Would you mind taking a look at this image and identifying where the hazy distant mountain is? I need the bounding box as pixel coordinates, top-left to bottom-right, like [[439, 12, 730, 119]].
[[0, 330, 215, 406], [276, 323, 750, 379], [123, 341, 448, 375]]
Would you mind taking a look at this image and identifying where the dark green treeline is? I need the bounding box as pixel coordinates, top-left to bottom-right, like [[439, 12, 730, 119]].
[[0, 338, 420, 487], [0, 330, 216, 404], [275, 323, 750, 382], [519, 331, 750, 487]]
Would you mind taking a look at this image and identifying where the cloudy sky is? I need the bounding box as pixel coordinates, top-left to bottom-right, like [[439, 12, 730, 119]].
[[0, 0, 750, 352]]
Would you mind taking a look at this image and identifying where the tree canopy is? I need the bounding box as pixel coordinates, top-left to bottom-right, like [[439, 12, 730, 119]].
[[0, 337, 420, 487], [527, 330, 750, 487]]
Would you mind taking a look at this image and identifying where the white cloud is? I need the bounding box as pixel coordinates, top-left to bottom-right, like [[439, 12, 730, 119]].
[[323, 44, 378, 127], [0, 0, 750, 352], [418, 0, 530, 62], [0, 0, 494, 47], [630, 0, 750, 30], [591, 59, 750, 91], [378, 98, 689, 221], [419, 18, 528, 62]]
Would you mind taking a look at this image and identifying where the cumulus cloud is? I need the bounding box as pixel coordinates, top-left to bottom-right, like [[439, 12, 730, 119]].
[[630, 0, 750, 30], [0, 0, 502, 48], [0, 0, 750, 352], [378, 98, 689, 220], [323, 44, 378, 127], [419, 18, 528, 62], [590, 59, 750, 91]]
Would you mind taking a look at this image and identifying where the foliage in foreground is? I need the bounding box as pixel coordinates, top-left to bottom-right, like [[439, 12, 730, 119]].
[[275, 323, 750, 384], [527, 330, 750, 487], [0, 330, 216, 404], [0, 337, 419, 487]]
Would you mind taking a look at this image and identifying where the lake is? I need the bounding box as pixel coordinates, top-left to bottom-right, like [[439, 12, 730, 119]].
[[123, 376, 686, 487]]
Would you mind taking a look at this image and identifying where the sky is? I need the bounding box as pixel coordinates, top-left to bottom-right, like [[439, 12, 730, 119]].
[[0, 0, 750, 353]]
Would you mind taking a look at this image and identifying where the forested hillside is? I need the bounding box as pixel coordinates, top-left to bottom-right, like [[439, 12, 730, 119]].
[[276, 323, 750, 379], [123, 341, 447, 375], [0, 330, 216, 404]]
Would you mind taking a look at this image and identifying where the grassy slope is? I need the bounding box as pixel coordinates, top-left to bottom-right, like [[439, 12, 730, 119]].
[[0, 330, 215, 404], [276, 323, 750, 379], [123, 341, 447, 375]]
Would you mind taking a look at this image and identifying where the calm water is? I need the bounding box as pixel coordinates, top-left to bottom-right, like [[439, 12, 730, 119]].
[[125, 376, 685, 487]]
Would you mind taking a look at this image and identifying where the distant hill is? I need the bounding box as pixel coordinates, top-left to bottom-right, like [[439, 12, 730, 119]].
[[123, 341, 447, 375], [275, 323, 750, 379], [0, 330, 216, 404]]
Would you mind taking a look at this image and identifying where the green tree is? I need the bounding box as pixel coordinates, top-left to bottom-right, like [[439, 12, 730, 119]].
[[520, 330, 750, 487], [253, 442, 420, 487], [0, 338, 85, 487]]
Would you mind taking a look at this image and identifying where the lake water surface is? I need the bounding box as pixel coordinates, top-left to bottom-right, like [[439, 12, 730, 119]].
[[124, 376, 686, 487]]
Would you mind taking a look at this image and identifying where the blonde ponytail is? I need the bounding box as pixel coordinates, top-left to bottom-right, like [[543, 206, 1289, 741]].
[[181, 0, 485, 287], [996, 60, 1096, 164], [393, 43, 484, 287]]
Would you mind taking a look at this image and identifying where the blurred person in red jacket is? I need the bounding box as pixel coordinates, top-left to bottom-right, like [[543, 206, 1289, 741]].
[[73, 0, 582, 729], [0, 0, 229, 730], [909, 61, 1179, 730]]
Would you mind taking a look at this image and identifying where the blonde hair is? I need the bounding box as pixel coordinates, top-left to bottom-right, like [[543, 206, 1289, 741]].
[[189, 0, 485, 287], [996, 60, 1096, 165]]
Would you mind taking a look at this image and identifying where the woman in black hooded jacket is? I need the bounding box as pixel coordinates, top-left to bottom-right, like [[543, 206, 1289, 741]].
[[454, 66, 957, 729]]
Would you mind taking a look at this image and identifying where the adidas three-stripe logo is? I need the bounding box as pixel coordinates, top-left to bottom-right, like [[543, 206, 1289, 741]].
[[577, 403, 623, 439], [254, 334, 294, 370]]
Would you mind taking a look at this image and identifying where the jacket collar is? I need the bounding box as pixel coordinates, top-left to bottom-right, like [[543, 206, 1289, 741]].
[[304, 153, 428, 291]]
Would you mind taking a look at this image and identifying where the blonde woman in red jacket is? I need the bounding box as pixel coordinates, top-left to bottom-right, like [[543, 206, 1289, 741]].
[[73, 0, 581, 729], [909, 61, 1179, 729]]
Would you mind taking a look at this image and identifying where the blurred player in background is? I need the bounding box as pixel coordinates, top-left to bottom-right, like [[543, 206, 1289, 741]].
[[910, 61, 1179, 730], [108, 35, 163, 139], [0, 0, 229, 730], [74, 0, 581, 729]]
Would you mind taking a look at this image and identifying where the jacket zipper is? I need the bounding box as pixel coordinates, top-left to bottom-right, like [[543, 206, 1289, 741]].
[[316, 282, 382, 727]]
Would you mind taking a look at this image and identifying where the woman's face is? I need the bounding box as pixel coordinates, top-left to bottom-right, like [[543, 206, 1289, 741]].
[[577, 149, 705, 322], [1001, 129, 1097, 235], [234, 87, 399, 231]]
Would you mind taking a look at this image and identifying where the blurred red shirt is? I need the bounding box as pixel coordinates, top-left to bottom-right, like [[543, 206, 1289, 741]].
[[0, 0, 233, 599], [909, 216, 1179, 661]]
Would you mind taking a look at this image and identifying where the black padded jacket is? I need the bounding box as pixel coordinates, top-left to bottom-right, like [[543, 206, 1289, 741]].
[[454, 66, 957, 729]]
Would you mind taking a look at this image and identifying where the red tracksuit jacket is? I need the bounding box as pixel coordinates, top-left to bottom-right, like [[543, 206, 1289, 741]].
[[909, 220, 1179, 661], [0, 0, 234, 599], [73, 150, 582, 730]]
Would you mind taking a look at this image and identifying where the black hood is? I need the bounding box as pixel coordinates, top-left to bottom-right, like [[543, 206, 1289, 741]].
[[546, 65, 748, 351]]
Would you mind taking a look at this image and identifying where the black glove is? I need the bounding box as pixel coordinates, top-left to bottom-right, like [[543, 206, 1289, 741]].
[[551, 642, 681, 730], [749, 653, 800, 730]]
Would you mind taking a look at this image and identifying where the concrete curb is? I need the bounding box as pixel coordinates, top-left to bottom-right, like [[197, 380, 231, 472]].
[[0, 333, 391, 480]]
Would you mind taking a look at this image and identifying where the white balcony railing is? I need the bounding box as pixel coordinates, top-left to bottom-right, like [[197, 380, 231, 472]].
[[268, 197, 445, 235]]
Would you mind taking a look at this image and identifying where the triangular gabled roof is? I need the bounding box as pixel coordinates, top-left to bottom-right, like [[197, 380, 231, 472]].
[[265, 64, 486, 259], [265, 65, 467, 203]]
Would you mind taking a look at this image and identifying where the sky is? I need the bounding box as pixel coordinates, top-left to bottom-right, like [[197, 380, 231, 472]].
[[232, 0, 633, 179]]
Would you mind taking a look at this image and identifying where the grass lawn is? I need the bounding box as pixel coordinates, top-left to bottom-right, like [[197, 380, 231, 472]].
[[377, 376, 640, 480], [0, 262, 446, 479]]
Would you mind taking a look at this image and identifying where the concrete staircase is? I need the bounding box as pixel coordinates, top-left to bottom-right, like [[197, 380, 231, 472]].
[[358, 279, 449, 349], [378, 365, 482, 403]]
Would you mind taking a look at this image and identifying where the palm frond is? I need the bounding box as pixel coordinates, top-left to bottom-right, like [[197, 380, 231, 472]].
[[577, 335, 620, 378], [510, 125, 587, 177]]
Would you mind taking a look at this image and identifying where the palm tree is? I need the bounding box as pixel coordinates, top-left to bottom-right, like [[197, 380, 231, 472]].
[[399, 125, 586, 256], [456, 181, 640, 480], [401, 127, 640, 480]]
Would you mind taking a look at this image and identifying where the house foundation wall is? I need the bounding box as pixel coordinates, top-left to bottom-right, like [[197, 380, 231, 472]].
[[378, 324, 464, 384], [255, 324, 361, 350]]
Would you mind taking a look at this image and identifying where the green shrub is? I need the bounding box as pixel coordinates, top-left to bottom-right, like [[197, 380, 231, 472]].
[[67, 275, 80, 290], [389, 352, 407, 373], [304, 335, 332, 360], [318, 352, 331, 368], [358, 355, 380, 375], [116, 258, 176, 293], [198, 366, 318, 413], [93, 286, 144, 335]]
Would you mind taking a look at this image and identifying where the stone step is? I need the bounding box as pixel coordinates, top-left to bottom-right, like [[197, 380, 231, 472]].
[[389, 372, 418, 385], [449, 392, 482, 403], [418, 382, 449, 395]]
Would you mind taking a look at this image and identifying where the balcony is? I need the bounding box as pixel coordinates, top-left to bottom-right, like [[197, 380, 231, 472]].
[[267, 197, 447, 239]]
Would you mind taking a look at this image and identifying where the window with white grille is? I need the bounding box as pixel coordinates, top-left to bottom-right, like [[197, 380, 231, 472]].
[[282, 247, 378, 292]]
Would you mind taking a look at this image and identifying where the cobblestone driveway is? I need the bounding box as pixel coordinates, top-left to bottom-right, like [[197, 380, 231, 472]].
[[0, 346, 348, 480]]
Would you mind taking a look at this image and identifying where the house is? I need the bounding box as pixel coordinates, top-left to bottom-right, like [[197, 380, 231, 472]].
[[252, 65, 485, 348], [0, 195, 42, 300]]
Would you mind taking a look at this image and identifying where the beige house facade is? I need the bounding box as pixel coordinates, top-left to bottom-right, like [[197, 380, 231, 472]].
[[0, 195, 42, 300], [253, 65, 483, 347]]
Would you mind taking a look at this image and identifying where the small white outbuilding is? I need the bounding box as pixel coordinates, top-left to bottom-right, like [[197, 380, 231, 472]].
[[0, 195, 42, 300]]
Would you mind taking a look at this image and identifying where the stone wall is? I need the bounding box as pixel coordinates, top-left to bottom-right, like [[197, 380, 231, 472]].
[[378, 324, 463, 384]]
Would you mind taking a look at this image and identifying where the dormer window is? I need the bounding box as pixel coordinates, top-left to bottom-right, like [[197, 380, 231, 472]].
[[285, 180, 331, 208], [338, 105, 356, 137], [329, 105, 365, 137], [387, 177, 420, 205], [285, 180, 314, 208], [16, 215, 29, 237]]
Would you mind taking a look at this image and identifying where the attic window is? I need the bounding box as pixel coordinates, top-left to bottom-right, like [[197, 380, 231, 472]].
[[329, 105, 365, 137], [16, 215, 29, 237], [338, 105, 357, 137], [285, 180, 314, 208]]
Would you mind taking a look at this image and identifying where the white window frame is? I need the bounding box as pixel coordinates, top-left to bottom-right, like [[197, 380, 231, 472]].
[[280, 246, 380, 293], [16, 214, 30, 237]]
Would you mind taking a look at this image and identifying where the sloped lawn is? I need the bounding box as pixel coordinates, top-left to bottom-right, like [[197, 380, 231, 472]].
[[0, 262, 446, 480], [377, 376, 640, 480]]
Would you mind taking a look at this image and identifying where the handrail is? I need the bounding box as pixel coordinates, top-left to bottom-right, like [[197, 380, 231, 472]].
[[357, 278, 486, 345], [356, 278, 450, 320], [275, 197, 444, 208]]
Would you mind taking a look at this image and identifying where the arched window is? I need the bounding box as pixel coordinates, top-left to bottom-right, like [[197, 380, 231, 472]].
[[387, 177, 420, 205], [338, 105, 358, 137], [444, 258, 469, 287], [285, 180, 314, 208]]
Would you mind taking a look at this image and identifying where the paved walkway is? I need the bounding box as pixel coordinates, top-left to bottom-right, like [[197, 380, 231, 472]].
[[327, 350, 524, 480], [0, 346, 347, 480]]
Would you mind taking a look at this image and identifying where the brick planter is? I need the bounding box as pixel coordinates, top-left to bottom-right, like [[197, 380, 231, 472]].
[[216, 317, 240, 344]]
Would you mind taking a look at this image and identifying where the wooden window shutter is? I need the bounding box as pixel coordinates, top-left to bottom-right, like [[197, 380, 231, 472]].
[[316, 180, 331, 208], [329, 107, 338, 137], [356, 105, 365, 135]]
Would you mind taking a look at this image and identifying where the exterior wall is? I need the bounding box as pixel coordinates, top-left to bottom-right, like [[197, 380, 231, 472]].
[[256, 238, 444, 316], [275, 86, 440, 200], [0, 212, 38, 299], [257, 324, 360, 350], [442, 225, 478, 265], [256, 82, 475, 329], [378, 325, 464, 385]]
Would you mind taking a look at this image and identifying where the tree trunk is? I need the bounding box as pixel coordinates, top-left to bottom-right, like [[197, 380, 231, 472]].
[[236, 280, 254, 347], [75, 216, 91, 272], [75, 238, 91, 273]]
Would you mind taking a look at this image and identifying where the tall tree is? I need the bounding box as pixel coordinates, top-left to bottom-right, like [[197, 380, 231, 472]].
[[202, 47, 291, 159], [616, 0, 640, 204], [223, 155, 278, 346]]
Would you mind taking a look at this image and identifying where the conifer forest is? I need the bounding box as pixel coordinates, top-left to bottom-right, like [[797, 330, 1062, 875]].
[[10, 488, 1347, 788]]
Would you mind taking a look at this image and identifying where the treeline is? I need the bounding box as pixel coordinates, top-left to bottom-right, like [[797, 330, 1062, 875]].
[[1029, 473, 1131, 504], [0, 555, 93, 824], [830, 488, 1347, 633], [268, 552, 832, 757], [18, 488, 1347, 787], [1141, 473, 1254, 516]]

========================================

## GIVEN TASK
Reproduce verbatim the lines above, from the line containing "the black hood" through the line containing "[[577, 335, 620, 378], [510, 125, 587, 177]]", with both of those lines included.

## SOLUTION
Would you mind taking a look at this image and identifying where the black hood is? I need the bounding box as pixel coordinates, top-left to bottom-right, like [[543, 206, 1289, 741]].
[[546, 65, 748, 351]]
Would you mind taking a look at this image and identifying where the black glove is? I need the bounding box as pixel coordinates, top-left to bottom-right, like [[543, 206, 1289, 741]].
[[551, 642, 681, 730], [749, 653, 800, 730]]
Would you mind taking a look at this image and identifying where the concrete curb is? I need the bounding box as pixel coordinates, top-left to bottom-right, like [[197, 380, 231, 472]].
[[0, 333, 391, 480]]
Would you mind taking a look at this image and identifying where the white balcony railing is? I need the bounding box as pixel coordinates, top-left to bottom-right, like [[197, 380, 231, 472]].
[[268, 197, 445, 235]]
Would you mind taking a look at this image and identifying where the triangular gabled roof is? I need the bounding box as pixel coordinates, top-left to bottom-right, like [[197, 380, 231, 472]].
[[265, 64, 486, 259], [265, 65, 467, 203]]
Would you mind taking a look at this image and identifying where the sky is? I need the bounding box as pixel coordinates, top-left to bottom-right, like [[197, 380, 231, 472]].
[[232, 0, 633, 179]]
Would you mind taking a look at this image and identifying where the grass lawn is? I need the bounding box as pixel coordinates, top-left to bottom-right, like [[197, 380, 231, 472]].
[[377, 376, 640, 480], [0, 262, 446, 479]]
Would you mind taking a look at this image and identifying where the concrete staircase is? I need the bounding box as pixel coordinates, top-left to bottom-right, like [[197, 380, 231, 472]].
[[358, 279, 449, 349], [378, 365, 482, 403]]
Would you mind taking a look at this image and identifying where the palm frond is? I need the bounding box as pixel coordinates, top-left to bottom-right, like [[197, 380, 231, 472]].
[[577, 335, 620, 378], [510, 125, 587, 177]]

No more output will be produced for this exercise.